## What to produce
This exercise asks for the entries below to be printed exactly.

## Data supplied

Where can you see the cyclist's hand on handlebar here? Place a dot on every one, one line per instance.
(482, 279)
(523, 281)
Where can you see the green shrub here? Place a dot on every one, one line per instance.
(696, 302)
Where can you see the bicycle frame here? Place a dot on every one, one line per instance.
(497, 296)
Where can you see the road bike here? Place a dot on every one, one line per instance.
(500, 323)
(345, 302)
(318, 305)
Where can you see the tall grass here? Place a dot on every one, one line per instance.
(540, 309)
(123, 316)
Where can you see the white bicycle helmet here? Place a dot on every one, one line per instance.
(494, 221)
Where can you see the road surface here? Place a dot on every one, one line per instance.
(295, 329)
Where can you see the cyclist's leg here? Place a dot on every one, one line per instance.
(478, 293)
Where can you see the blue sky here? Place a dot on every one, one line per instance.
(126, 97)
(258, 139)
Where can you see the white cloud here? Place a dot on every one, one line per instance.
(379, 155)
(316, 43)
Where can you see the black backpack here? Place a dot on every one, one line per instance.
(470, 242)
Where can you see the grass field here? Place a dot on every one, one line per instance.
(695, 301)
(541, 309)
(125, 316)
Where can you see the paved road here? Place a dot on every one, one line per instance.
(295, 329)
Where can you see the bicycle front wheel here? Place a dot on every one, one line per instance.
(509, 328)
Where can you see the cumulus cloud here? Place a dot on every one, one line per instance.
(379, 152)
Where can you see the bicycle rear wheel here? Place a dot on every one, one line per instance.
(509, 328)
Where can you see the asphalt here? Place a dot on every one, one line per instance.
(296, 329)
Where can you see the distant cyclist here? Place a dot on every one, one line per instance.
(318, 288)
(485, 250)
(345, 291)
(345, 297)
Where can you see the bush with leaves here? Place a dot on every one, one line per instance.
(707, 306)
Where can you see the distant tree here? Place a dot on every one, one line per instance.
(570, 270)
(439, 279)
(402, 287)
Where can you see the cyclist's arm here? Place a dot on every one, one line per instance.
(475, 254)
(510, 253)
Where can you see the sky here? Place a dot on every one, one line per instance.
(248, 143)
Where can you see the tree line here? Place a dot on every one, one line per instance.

## Response
Where can you see the cyclist's hand on handlebar here? Place a dot on every one, one line per instance.
(482, 279)
(523, 281)
Where can you see the green shrub here? Place a dot on every one, one line per instance.
(696, 302)
Where can you see the bicycle frame here? Place a dot on every one, one line per instance.
(497, 296)
Where can you see the road bike here? Place a dot on every one, one line per instance.
(500, 323)
(345, 302)
(318, 305)
Where can you see the tall grass here? Place a dot on every one, one line per instance.
(540, 309)
(123, 316)
Where can you see the white bicycle helmet here? Place a dot on every one, one line per instance.
(494, 221)
Where can you see the road surface here? Place a dot on every one, one line per instance.
(295, 329)
Where can you see the cyclist's leg here? Place a dot on every one, one line per instance.
(478, 293)
Where can you see the blue sky here? Place a dot on every one, one line per instance.
(126, 97)
(258, 139)
Where can you see the white cloud here? Place a dot on every one, one line per instance.
(379, 155)
(316, 43)
Where can you see the black backpack here? Place a dot on every one, one line per instance.
(470, 242)
Where can you see the grass field here? Place a dot on every one, one line per instance.
(695, 301)
(541, 309)
(125, 316)
Where can you see the paved road here? Place a dot on every one, one line per instance.
(295, 329)
Where can you see the bicycle front wheel here? Place a dot on every one, one line per instance.
(509, 328)
Where can you see the cumulus cloud here? Place a dot on every one, one line per instance.
(379, 152)
Where can you see the bicycle rear wheel here? Place a dot on every one, one line per instance.
(509, 328)
Where can you see the asphalt here? Place a dot on every one, one line per instance.
(296, 329)
Where can you see the distant cyclist here? Place a dot on every one, one line per instance.
(318, 288)
(485, 250)
(345, 291)
(345, 297)
Where can you see the bush with leaves here? Place a dot on every one, one line per instance.
(707, 306)
Where can you see the distant tree here? Place a dot on every one, one line per instance.
(570, 270)
(439, 279)
(402, 287)
Where can you see the cyclist's arm here? Place a dot on every one, one line per instance.
(475, 254)
(510, 253)
Where can you see the sky here? Place a dot on every one, one line per instance.
(248, 143)
Where can you see the tree line here? Place a dot on every one, one line per instance.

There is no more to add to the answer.